§ TASK DETAILS: Once you find the line containing "One keypoint belongs on each instance. Indicate the ground" in the data below, copy it and each following line exactly, up to and including the line containing "One keypoint belongs on each instance. Indicate the woody", and nothing else.
┌──
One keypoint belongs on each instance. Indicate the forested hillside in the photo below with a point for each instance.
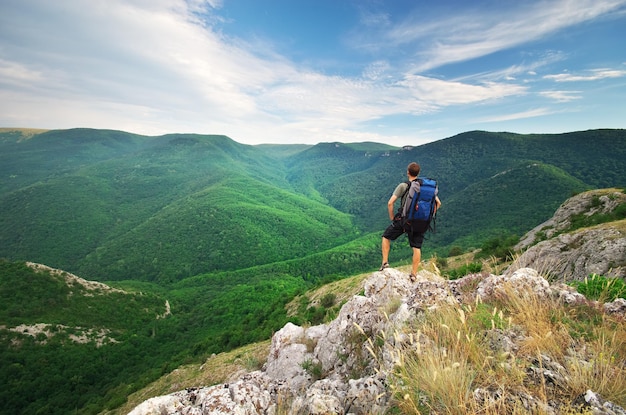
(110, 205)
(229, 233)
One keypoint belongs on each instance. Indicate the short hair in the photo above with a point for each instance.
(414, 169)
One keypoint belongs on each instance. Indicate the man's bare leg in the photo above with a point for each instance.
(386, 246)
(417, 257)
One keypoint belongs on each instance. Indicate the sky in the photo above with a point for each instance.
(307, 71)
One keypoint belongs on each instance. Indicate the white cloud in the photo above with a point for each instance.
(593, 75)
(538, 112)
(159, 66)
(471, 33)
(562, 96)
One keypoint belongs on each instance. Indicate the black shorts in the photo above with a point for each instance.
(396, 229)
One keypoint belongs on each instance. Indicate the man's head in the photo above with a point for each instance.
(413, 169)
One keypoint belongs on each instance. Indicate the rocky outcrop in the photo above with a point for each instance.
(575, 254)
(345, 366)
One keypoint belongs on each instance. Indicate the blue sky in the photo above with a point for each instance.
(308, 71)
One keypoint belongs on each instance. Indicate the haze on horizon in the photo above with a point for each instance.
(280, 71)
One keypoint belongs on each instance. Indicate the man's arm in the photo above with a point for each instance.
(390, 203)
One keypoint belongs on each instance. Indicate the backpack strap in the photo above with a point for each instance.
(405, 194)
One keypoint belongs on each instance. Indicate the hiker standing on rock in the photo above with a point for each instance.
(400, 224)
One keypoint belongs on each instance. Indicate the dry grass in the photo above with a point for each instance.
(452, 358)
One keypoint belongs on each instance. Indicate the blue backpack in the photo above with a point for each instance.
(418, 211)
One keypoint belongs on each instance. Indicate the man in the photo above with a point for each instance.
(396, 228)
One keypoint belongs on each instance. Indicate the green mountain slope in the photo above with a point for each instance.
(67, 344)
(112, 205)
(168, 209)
└──
┌──
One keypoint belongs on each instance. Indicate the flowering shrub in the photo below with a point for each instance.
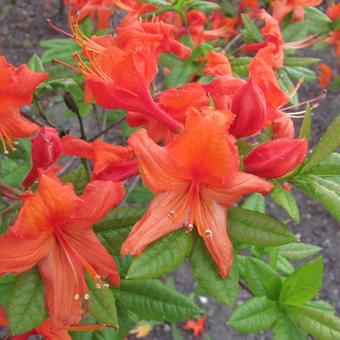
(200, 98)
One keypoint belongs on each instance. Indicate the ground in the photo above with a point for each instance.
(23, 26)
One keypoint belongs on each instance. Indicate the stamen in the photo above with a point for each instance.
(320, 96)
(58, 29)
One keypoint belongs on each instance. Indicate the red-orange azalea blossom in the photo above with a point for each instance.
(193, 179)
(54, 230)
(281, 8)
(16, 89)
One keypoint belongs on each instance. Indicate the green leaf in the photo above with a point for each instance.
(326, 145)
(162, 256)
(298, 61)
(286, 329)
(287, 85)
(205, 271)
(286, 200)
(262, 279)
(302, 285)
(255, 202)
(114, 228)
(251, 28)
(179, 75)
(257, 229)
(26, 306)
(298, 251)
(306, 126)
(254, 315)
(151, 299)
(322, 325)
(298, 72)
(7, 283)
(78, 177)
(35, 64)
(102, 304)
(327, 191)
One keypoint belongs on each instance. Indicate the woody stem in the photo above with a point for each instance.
└──
┌──
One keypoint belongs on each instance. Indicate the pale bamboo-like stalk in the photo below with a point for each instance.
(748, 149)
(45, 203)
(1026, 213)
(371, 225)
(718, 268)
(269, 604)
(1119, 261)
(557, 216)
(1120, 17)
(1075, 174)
└──
§ TASK OUTPUT:
One keypoint belongs on each instance. Indicate the ground in the photo above with a point for each instance.
(23, 26)
One keypoint belongs on each instance. Indicate the stamen in the photo above with a point for each instance.
(320, 96)
(58, 29)
One keypoint belongs on each instance. Indicate the red-orange azalea blossom in the photo above with a point for each instance.
(193, 179)
(54, 230)
(281, 8)
(16, 89)
One keypoint belongs on each instance. Indicate the green leaf in the photo above with a point for each instance.
(326, 145)
(162, 256)
(298, 61)
(286, 329)
(287, 85)
(205, 271)
(286, 200)
(262, 279)
(302, 285)
(255, 202)
(114, 228)
(251, 28)
(179, 75)
(257, 229)
(26, 306)
(298, 251)
(306, 126)
(254, 315)
(151, 299)
(322, 325)
(298, 72)
(7, 283)
(78, 177)
(35, 64)
(102, 304)
(327, 191)
One keypoint belongs on each instance. Indicate the woody stem in the photo above with a point for each instance.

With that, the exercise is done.